● Set exercise
Extract the lines of the records below, from the line containing "Annotate each instance of the white sock" through the end of the records, and reproduce them word for word.

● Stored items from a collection
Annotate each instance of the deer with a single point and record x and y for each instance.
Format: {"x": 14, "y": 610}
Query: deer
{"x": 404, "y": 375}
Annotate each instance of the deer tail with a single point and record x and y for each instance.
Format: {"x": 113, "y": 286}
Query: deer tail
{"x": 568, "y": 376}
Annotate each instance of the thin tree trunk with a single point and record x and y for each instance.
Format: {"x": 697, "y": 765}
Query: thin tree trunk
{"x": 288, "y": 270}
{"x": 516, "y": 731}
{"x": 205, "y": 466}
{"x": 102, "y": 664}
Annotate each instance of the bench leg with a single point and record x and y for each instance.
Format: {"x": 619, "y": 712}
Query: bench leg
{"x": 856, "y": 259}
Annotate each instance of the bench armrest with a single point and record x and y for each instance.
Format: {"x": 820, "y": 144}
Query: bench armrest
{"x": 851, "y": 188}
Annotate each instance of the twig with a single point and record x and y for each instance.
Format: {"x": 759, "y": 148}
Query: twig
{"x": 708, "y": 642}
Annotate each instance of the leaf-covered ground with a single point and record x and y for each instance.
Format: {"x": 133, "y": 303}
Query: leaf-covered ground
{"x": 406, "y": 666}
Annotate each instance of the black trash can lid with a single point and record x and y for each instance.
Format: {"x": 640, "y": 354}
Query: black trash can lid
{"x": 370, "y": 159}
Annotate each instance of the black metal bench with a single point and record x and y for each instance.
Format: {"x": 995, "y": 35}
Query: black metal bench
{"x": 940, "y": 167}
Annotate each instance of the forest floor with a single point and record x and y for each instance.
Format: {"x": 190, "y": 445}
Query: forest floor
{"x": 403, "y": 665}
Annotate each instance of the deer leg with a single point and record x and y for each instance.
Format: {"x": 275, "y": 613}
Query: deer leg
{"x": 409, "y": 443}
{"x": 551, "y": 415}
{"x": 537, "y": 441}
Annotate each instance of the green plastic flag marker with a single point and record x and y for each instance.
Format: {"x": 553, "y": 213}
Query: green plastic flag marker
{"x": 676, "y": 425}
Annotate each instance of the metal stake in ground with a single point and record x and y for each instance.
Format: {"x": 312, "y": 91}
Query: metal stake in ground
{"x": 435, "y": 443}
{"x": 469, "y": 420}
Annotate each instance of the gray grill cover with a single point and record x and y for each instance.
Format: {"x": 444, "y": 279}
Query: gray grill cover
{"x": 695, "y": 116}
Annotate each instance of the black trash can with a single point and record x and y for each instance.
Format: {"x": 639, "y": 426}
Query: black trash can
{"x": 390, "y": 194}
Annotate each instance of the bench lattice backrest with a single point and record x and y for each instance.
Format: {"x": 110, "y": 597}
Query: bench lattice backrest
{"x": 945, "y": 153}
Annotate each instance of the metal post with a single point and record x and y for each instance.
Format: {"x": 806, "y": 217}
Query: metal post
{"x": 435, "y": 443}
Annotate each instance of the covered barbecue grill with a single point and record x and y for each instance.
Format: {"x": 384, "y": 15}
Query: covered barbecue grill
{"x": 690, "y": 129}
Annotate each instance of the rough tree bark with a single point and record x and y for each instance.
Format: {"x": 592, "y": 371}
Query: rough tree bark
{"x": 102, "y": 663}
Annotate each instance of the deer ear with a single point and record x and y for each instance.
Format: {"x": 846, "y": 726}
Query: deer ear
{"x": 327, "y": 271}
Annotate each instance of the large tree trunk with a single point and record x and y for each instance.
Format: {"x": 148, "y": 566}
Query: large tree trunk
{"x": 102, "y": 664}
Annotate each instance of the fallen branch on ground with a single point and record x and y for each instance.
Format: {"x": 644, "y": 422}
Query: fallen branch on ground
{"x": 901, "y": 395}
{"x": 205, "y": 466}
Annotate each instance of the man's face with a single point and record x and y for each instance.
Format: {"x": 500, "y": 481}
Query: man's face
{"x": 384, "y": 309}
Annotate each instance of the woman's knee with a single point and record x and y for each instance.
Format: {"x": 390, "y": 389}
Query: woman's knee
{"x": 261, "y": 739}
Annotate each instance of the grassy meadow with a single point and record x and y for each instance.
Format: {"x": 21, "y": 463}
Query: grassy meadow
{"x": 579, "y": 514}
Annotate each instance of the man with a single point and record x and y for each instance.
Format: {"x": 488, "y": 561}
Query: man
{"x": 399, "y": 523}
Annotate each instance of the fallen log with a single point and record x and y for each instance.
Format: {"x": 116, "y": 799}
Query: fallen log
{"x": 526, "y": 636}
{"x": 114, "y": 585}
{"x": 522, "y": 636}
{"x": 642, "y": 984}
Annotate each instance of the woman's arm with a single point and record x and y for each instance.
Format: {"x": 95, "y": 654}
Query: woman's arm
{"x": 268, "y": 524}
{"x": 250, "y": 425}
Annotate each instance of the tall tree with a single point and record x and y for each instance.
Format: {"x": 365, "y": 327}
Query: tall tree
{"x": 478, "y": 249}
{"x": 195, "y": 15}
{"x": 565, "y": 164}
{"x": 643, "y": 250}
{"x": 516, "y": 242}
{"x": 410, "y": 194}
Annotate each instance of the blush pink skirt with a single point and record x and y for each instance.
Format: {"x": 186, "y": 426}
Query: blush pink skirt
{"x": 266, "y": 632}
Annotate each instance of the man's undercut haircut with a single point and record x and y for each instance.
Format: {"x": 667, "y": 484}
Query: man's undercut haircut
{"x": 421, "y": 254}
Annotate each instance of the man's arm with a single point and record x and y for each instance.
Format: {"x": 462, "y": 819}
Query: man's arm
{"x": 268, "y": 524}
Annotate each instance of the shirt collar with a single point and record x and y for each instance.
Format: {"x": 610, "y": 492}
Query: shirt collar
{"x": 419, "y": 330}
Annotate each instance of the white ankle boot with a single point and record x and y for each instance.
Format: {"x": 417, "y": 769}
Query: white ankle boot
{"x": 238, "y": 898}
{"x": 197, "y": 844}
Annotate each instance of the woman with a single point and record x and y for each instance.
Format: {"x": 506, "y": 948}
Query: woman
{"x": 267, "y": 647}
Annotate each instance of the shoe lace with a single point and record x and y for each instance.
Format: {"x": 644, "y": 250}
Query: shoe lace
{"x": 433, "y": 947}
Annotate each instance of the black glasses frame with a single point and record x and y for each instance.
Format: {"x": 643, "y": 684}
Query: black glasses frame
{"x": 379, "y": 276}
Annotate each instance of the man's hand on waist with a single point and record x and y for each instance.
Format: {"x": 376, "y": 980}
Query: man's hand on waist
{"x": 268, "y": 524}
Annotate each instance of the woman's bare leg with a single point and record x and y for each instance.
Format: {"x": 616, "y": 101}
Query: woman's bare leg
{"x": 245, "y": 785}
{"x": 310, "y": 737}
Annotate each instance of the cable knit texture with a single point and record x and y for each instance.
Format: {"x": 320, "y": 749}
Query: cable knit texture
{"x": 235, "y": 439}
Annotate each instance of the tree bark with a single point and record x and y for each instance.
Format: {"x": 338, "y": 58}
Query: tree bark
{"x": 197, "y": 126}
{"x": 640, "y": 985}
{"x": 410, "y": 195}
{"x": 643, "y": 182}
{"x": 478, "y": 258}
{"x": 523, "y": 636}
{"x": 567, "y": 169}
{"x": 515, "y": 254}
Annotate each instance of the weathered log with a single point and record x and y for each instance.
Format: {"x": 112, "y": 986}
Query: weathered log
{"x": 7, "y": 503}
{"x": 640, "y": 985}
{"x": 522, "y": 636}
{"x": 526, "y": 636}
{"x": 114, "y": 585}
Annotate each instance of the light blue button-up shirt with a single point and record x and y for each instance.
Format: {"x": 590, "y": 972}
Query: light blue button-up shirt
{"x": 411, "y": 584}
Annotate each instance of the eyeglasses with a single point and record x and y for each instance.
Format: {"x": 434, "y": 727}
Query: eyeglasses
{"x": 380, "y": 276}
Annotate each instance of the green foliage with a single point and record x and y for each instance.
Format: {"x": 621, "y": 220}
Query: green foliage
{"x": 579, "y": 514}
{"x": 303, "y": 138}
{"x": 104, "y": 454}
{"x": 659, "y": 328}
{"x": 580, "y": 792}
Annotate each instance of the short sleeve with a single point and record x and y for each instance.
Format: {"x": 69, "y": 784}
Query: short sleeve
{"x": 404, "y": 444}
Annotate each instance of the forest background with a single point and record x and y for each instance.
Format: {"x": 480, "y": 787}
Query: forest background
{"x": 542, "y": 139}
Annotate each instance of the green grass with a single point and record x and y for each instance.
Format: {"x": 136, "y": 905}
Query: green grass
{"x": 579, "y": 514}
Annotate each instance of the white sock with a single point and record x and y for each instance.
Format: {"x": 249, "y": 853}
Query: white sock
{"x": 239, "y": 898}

● Task solution
Annotate each instance of the white sock with a single point and record x and y for each instance.
Format: {"x": 249, "y": 853}
Query: white sock
{"x": 239, "y": 898}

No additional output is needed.